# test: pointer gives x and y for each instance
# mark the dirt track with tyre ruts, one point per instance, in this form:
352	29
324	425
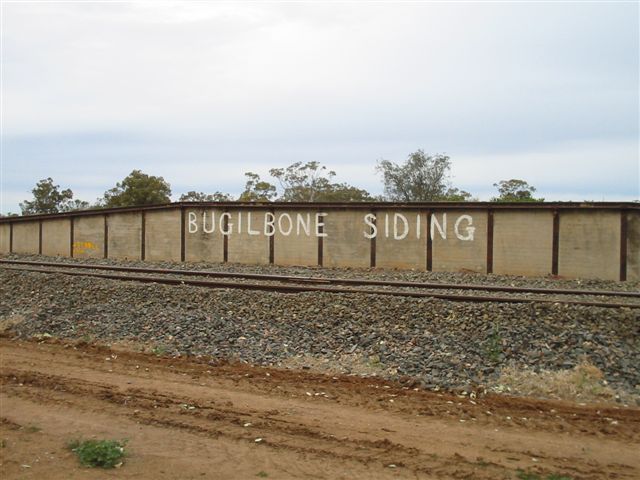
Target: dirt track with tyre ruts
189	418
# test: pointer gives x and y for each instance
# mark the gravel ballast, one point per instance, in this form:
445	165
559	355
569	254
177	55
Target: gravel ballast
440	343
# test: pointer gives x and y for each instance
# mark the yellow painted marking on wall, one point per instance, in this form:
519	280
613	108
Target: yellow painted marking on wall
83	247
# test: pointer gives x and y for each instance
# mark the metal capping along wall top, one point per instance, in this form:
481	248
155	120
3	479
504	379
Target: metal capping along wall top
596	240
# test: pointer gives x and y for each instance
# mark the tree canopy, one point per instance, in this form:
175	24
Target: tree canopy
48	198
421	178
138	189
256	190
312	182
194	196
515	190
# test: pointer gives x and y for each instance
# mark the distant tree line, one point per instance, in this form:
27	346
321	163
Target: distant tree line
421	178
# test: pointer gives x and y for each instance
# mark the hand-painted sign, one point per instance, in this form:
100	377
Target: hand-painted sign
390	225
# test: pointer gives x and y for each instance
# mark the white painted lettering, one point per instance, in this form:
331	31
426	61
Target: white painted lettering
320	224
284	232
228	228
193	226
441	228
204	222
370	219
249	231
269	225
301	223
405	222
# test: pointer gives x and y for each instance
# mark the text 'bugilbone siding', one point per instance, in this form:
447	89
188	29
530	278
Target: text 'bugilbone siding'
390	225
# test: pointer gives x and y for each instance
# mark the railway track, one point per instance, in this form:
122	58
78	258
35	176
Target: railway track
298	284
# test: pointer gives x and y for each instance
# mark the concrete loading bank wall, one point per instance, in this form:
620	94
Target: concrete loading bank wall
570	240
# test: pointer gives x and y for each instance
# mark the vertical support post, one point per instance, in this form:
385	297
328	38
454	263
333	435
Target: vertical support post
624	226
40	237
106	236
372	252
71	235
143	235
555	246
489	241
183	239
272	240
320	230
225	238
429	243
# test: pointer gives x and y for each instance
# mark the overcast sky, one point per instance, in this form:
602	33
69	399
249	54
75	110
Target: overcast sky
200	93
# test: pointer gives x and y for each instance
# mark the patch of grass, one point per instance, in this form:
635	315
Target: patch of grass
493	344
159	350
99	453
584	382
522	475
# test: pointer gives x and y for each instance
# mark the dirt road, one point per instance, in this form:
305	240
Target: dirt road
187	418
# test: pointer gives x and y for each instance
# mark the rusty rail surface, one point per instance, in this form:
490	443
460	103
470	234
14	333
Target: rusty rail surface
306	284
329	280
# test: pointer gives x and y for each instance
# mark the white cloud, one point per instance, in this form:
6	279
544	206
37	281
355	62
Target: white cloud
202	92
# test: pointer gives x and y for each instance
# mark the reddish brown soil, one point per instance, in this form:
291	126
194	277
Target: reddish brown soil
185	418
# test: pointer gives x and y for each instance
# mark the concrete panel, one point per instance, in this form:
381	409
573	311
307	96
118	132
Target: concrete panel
────
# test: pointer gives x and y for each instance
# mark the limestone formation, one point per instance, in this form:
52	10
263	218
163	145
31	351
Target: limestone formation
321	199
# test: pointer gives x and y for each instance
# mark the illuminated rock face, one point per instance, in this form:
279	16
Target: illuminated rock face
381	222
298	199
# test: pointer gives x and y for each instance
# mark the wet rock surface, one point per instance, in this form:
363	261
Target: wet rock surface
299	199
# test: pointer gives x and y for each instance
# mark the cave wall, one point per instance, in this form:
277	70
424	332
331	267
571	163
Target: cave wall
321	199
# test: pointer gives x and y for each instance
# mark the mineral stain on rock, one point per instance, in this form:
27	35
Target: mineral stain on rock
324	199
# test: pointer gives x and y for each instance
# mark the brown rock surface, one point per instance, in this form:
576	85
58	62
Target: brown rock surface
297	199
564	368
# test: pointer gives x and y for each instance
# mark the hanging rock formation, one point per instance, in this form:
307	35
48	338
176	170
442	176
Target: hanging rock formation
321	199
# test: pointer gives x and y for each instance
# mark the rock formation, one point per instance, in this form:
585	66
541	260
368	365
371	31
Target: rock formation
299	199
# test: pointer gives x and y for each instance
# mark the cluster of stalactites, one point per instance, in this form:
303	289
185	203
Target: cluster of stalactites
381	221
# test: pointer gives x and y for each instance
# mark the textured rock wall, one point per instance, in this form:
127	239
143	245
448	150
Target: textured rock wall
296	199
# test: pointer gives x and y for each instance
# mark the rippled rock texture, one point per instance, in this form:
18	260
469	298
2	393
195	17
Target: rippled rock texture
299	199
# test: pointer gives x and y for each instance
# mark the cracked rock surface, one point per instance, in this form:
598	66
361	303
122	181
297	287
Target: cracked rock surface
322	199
────
> EXERCISE DETAILS
Find each row above that contains the word "cracked" and copy those rows out in full.

> RESULT OF THIS TASK
# mark the cracked rock surface, one point per instance, in this form:
Target: cracked rock surface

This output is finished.